**DATA FOR THIS TASK**
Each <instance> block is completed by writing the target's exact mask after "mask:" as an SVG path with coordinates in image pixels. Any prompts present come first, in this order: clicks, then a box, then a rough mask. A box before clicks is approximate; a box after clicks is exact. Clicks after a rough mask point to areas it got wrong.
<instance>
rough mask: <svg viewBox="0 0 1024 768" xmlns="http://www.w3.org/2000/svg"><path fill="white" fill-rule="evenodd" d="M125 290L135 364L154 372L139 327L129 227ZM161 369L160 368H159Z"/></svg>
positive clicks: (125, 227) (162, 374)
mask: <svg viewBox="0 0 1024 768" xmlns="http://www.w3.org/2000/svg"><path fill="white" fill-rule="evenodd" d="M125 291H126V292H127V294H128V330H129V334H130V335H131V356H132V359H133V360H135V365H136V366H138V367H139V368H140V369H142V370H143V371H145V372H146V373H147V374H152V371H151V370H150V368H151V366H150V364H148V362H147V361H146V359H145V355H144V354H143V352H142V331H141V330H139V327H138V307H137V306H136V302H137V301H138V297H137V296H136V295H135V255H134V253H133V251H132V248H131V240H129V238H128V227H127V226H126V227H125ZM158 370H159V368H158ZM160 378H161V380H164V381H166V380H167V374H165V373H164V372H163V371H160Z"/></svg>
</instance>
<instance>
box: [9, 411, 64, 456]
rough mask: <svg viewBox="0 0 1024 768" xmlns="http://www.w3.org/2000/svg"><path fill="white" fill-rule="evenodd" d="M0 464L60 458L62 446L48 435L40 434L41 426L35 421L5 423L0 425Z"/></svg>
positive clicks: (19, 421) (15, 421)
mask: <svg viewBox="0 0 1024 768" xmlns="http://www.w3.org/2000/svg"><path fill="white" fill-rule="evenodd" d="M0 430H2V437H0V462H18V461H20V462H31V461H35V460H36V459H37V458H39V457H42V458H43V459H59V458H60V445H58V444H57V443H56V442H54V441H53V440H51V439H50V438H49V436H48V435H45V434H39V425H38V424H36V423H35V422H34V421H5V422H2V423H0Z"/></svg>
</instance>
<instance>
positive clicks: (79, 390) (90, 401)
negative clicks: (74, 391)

**TASK DIRECTIONS**
Retype the records above in full, with no differences.

**ANSWER BOX**
Each <instance> block is completed by writing the target's exact mask after "mask:" as an SVG path with coordinates in image pixels. Any prompts present come first, in this order: clicks, then a box, then a rough mask. A box before clicks is approximate; a box after clicks is exact. Clicks after a rough mask point to areas it got wrong.
<instance>
rough mask: <svg viewBox="0 0 1024 768" xmlns="http://www.w3.org/2000/svg"><path fill="white" fill-rule="evenodd" d="M125 290L135 364L154 372L139 327L129 227ZM161 369L160 368H159Z"/></svg>
positive clicks: (125, 227) (162, 374)
mask: <svg viewBox="0 0 1024 768" xmlns="http://www.w3.org/2000/svg"><path fill="white" fill-rule="evenodd" d="M125 291H126V292H127V294H128V330H129V334H130V335H131V356H132V359H133V360H135V365H136V366H138V367H139V368H140V369H142V370H143V371H145V372H146V373H147V374H152V371H151V370H150V368H151V366H150V364H148V362H147V361H146V359H145V355H144V354H143V352H142V331H141V330H139V327H138V307H137V306H136V302H137V301H138V297H137V296H136V295H135V255H134V253H133V251H132V248H131V240H129V238H128V227H127V226H126V227H125ZM158 370H159V368H158ZM160 378H161V380H164V381H166V380H167V374H165V373H164V372H163V371H160Z"/></svg>
</instance>
<instance>
box: [9, 411, 64, 456]
rough mask: <svg viewBox="0 0 1024 768" xmlns="http://www.w3.org/2000/svg"><path fill="white" fill-rule="evenodd" d="M0 464L60 458L62 446L48 435L40 434L41 426L35 421L5 423L0 425Z"/></svg>
positive clicks: (19, 421) (15, 421)
mask: <svg viewBox="0 0 1024 768" xmlns="http://www.w3.org/2000/svg"><path fill="white" fill-rule="evenodd" d="M0 430H2V437H0V462H18V461H20V462H31V461H35V460H36V459H37V458H39V457H42V458H43V459H59V458H60V445H58V444H57V443H56V442H54V441H53V440H51V439H50V438H49V436H48V435H45V434H39V425H38V424H36V423H35V422H34V421H5V422H2V423H0Z"/></svg>
</instance>
<instance>
positive clicks: (79, 390) (90, 401)
negative clicks: (74, 391)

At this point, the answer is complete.